(Entries from a pointing dataset)

"""

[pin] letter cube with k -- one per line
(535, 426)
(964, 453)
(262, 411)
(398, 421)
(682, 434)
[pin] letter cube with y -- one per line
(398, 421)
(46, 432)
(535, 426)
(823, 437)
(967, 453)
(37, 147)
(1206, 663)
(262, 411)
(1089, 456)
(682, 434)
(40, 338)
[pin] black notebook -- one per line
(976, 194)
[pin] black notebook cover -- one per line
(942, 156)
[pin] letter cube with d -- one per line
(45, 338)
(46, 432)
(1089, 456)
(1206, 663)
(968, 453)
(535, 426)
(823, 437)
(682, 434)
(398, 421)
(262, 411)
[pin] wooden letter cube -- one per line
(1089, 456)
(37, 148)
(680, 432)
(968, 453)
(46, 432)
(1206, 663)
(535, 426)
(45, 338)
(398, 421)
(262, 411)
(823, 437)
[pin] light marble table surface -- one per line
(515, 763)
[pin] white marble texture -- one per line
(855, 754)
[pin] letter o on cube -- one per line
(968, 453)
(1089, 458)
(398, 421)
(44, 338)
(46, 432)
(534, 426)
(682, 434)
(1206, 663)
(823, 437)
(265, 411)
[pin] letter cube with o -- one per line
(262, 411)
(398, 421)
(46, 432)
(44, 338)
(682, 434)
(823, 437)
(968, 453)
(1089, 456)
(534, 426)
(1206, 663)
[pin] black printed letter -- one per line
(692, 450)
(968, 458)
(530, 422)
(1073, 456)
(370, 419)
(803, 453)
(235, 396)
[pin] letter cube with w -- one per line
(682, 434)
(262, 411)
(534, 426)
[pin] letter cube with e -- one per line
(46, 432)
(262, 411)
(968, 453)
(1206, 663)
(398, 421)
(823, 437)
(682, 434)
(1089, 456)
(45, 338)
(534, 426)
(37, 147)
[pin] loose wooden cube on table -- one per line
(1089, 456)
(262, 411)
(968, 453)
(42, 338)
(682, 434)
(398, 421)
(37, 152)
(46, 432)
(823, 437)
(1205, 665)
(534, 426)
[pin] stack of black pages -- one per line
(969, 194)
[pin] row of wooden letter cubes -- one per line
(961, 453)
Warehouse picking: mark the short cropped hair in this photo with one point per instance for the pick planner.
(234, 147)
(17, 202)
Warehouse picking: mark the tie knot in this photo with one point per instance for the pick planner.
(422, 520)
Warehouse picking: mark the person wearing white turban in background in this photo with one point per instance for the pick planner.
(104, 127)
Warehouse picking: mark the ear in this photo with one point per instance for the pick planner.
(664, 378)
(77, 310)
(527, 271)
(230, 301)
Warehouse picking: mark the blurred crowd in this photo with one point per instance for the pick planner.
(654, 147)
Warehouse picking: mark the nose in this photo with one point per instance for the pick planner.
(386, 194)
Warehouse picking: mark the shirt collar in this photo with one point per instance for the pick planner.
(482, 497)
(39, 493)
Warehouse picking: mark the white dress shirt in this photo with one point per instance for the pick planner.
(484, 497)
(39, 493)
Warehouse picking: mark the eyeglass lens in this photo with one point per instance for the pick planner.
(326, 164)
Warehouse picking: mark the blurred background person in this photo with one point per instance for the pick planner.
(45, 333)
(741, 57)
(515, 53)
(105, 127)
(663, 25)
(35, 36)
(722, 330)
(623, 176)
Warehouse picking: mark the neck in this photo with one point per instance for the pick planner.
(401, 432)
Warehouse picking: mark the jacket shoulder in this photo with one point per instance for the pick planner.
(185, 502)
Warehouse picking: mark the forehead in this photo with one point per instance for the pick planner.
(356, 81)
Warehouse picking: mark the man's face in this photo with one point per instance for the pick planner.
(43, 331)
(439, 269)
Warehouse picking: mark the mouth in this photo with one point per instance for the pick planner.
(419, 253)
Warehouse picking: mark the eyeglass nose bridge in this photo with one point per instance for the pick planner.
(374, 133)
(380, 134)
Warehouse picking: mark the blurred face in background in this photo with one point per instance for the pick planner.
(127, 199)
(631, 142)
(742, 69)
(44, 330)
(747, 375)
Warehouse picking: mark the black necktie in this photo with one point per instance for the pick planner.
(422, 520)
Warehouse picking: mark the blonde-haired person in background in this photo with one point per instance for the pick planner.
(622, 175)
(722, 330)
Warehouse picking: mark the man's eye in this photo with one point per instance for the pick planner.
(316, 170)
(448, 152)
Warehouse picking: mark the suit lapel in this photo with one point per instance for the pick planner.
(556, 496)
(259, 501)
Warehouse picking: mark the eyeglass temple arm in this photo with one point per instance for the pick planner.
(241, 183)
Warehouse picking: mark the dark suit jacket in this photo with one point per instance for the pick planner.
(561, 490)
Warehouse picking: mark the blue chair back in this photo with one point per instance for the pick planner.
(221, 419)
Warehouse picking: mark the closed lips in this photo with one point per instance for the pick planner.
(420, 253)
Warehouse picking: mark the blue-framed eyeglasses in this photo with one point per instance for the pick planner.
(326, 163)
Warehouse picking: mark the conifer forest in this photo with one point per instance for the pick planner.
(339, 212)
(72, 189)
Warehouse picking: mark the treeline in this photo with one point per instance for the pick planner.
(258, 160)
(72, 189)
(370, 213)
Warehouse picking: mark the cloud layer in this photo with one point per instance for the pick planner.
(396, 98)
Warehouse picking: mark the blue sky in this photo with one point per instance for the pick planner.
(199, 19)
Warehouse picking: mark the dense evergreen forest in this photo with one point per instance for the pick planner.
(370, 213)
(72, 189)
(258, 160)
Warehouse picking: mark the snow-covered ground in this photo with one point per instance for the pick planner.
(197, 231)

"""

Output the complete data exactly as written.

[pin] letter cube with k -- one per line
(535, 426)
(964, 453)
(262, 411)
(398, 421)
(682, 434)
[pin] letter cube with y -- one per line
(398, 421)
(46, 432)
(535, 426)
(823, 437)
(967, 453)
(37, 147)
(1206, 663)
(262, 411)
(1089, 456)
(682, 434)
(40, 338)
[pin] black notebook -- one per line
(976, 194)
[pin] black notebook cover -- one per line
(942, 156)
[pin] letter cube with d -- one per line
(45, 338)
(46, 432)
(1089, 456)
(1206, 663)
(968, 453)
(535, 426)
(823, 437)
(682, 434)
(398, 421)
(262, 411)
[pin] wooden letter cube -- one per line
(1089, 456)
(37, 148)
(680, 432)
(968, 453)
(46, 432)
(1206, 663)
(535, 426)
(45, 338)
(398, 421)
(262, 411)
(823, 437)
[pin] light marble table surface -- one per line
(515, 763)
[pin] white marble texture -- one per line
(855, 754)
[pin] letter o on cube -- one per line
(968, 453)
(1089, 458)
(398, 421)
(44, 338)
(46, 432)
(534, 426)
(682, 434)
(1206, 663)
(823, 437)
(265, 411)
[pin] letter cube with o -- one per line
(262, 411)
(398, 421)
(46, 432)
(44, 338)
(682, 434)
(823, 437)
(968, 453)
(1089, 456)
(534, 426)
(1206, 663)
[pin] black printed letter -- one per line
(692, 450)
(968, 458)
(530, 422)
(1073, 456)
(370, 419)
(803, 453)
(235, 396)
[pin] letter cube with w -- one per line
(682, 434)
(262, 411)
(534, 426)
[pin] letter cube with e -- one per line
(46, 432)
(262, 411)
(968, 453)
(1206, 663)
(398, 421)
(823, 437)
(682, 434)
(1089, 456)
(45, 338)
(534, 426)
(37, 147)
[pin] loose wooden cube on table -- one per line
(1089, 456)
(262, 411)
(968, 453)
(42, 338)
(682, 434)
(398, 421)
(37, 152)
(46, 432)
(823, 437)
(1205, 665)
(534, 426)
[pin] stack of black pages -- one per line
(969, 194)
[pin] row of wooden letter cubes -- one per line
(961, 453)
Warehouse picking: mark the short cropped hair in this photo with one point per instance for the pick planner.
(234, 147)
(17, 202)
Warehouse picking: mark the tie knot in this photo with one point per instance for the pick planner.
(422, 520)
Warehouse picking: mark the person wearing white turban in background in this photo with one point per instance for the pick planner.
(104, 127)
Warehouse picking: mark the ear in this photo with one point per instance for the pick planner.
(664, 378)
(77, 310)
(527, 271)
(230, 301)
Warehouse picking: mark the blurred crowd in this photo with one point per instance for the pick planner.
(654, 147)
Warehouse picking: mark the nose in this photo with one point per instance for the pick planner.
(386, 194)
Warehouse picking: mark the shirt collar in this photo with one point per instance for the pick planner.
(482, 497)
(39, 493)
Warehouse picking: mark the white dress shirt in this photo with one point per instance for the pick planner.
(484, 497)
(39, 493)
Warehouse picking: mark the eyeglass lens in this photo with one point per instance for the pick planner.
(326, 164)
Warehouse picking: mark the blurred background person in this photo with one point per instance for the pick planner.
(45, 333)
(741, 57)
(515, 53)
(105, 127)
(663, 25)
(35, 36)
(722, 330)
(623, 176)
Warehouse picking: mark the neck in this photo with one point per instance for the pick planner.
(401, 432)
Warehouse picking: mark the jacket shoulder in this photo with one point per instance for the pick planner.
(185, 502)
Warehouse picking: mark the forehead in this photo with one point per instance for the pick planner.
(356, 81)
Warehouse picking: mark the man's face in this photo with one point per instance for the pick planner.
(43, 331)
(439, 269)
Warehouse picking: mark the mouth in this photo with one point per instance for the pick planner.
(419, 253)
Warehouse picking: mark the eyeglass nose bridge in this photo with one point per instance for the pick planner.
(374, 133)
(380, 134)
Warehouse picking: mark the blurred face in background in this photo with one point per instance for the pick planner.
(127, 199)
(631, 142)
(742, 69)
(44, 330)
(747, 375)
Warehouse picking: mark the black necktie in this photo with one point per instance for the pick planner.
(422, 520)
Warehouse picking: mark the blonde-haired person in background in this photo with one point per instance for the pick planner.
(622, 175)
(722, 330)
Warehouse picking: mark the man's eye in this photo with one point per instance for the pick planner.
(316, 170)
(448, 152)
Warehouse picking: mark the suit lapel in this photo with one point per instance for the pick planner.
(556, 496)
(259, 501)
Warehouse picking: mark the eyeglass temple arm in this photo with one point per instance for the pick planner.
(241, 183)
Warehouse picking: mark the dark suit jacket in this photo with one point per instance for the pick planner.
(561, 490)
Warehouse picking: mark the blue chair back in this photo with one point per instance for the pick planner.
(221, 419)
Warehouse picking: mark the closed lips in this photo with one point per instance for the pick planner.
(420, 253)
Warehouse picking: mark the blue-framed eyeglasses in this photo with one point per instance for the pick planner.
(326, 163)
Warehouse picking: mark the conifer forest in this photo with one point per instance for the pick planner.
(339, 212)
(72, 189)
Warehouse picking: mark the treeline in this photo with one point per instance for the pick planner.
(258, 160)
(72, 189)
(370, 213)
Warehouse picking: mark the cloud layer in this photo with one point per instance for the pick planner.
(396, 98)
Warehouse picking: mark the blue sky in this photo with one point per instance for the pick planner.
(199, 19)
Warehouse picking: mark the dense evergreen forest in this photo with one point per instance for the pick planner.
(370, 213)
(72, 189)
(258, 160)
Warehouse picking: mark the snow-covered ground in this photo with one point per instance for the pick planner.
(197, 231)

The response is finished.